- [Problem description]: Below are the records. Restate word for word every line from the one that contains "Please drop a marker on the man in grey kaftan" through the final line, both included.

::: Task data

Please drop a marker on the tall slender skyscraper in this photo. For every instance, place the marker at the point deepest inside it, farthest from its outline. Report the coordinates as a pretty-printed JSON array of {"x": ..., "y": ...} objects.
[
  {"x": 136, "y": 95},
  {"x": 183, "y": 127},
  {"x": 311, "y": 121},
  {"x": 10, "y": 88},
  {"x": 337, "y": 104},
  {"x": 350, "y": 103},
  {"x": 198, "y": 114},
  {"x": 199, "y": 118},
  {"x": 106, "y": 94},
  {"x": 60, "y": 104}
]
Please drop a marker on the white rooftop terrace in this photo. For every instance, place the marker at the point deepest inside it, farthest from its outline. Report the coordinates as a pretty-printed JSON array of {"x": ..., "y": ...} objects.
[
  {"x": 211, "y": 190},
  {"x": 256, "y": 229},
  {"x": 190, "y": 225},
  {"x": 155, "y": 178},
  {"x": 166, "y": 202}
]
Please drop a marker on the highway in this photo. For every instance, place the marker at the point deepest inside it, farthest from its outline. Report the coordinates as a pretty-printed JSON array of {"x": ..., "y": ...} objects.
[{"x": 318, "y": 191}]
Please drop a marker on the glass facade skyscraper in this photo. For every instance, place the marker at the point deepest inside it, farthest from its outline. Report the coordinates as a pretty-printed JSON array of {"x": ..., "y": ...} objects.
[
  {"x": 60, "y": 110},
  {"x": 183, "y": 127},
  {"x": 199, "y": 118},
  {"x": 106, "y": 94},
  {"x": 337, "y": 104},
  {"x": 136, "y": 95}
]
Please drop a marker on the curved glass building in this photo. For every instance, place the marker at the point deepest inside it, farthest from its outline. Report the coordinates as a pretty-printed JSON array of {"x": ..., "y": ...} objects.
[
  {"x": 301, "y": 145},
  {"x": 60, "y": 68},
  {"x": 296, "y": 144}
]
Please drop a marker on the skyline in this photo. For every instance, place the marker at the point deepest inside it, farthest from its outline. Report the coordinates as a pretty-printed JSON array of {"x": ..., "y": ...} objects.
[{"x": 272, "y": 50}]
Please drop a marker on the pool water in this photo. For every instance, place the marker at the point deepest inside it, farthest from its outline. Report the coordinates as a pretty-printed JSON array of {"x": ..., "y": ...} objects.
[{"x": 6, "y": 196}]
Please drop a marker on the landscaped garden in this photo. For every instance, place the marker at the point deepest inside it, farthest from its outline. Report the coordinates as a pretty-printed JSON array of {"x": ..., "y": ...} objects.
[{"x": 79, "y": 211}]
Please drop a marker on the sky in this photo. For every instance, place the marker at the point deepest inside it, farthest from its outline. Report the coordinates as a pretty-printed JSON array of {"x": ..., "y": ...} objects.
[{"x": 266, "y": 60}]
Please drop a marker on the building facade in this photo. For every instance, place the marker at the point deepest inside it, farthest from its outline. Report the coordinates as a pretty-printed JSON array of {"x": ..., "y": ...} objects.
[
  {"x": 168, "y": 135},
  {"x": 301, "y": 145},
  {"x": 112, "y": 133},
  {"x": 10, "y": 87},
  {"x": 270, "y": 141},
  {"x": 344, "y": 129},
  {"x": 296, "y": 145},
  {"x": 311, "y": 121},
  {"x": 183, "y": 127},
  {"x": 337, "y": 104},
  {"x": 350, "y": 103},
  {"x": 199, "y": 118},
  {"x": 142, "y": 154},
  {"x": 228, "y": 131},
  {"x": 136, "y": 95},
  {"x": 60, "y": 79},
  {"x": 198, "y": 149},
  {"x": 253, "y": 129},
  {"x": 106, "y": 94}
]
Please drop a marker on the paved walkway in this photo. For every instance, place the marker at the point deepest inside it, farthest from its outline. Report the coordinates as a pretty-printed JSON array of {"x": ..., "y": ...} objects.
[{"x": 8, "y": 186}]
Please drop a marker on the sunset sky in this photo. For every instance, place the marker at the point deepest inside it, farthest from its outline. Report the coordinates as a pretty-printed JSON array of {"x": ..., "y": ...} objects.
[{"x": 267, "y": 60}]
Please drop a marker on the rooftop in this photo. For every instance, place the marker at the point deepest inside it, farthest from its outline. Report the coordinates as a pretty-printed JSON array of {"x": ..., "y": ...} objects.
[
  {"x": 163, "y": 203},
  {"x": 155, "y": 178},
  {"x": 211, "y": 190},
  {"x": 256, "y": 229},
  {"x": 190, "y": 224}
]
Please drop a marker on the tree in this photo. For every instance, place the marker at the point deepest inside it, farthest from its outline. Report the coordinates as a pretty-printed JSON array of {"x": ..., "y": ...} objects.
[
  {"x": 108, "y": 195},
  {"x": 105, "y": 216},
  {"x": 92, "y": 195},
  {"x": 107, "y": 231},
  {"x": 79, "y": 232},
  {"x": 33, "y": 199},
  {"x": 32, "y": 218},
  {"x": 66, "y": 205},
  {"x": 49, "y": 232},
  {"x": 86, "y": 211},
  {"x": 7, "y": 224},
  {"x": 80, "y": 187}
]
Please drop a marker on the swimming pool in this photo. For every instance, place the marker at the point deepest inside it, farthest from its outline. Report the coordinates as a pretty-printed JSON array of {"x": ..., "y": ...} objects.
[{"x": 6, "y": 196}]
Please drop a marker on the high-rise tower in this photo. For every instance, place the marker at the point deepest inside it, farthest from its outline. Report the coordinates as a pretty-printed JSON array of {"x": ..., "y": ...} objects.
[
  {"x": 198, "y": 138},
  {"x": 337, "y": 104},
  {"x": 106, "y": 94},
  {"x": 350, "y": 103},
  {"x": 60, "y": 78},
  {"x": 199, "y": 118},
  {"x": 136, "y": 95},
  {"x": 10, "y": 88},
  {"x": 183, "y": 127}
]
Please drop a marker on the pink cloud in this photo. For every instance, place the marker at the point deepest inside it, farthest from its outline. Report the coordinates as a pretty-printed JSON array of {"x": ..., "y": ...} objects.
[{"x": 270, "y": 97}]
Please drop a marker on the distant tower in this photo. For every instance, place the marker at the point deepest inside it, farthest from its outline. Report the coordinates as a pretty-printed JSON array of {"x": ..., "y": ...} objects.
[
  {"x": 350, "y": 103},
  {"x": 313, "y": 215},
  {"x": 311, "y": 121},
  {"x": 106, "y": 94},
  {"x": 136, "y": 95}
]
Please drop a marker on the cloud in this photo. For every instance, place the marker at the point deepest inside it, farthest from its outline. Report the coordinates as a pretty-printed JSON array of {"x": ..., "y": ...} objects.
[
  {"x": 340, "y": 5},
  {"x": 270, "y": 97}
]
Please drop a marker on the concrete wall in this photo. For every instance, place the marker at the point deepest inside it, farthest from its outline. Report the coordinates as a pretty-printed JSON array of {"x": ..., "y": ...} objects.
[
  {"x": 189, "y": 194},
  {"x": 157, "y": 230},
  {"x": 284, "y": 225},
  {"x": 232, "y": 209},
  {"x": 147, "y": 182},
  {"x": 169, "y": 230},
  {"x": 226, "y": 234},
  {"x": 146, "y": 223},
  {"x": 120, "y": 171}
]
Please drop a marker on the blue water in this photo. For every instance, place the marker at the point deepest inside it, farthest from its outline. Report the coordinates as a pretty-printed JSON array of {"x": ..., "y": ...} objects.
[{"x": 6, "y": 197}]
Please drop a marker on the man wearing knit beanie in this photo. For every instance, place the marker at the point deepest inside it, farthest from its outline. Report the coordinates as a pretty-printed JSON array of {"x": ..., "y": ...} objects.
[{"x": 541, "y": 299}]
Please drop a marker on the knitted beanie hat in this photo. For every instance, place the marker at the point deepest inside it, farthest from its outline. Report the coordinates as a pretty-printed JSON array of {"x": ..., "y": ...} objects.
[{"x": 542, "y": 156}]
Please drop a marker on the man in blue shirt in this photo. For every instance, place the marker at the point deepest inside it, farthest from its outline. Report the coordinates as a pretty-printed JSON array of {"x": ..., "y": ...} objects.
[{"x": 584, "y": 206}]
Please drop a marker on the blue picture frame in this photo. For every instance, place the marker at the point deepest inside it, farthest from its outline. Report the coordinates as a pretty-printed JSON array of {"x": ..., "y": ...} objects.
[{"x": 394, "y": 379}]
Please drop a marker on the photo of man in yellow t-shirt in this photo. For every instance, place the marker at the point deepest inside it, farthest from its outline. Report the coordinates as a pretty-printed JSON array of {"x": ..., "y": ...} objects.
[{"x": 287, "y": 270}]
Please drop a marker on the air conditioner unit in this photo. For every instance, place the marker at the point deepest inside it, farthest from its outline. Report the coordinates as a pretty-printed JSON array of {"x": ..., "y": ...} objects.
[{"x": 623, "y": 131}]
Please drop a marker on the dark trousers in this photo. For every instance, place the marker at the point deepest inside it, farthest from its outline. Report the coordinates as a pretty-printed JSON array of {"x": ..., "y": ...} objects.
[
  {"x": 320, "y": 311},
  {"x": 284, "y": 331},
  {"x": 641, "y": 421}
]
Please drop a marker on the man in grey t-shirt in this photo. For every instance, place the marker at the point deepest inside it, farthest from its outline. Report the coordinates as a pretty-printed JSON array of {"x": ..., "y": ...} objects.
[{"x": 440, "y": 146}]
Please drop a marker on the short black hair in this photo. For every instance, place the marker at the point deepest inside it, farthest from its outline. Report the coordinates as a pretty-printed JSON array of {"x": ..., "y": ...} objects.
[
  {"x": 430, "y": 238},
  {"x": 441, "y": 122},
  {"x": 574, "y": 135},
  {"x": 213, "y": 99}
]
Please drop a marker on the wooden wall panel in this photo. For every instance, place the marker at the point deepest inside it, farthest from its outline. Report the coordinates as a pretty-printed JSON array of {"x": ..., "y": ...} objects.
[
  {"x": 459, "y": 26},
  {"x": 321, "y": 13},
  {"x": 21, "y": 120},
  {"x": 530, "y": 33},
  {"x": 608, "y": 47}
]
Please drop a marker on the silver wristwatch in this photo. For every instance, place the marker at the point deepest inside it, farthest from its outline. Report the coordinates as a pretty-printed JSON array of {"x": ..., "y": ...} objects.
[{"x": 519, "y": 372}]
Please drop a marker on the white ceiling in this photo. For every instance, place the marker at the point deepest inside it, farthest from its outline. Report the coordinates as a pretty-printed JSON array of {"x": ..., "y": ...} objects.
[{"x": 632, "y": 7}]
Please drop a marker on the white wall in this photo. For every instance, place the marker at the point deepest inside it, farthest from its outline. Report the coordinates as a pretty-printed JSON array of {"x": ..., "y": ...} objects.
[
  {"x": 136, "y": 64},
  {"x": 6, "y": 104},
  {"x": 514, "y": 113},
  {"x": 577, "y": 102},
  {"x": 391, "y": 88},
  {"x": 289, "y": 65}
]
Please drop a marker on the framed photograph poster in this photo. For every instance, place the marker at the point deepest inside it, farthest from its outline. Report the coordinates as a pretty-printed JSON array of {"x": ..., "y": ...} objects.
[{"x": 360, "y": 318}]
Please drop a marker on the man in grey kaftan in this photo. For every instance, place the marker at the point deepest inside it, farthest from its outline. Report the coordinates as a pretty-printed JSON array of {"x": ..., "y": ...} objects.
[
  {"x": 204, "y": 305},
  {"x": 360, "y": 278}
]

::::::

- [Solved exercise]:
Please drop a marker on the man in grey kaftan in this photo. For every instance, place the marker at the point deepest inside it, farthest from its outline. Report the coordinates as a pretty-printed JSON array of {"x": ..., "y": ...} objects.
[
  {"x": 204, "y": 305},
  {"x": 360, "y": 278}
]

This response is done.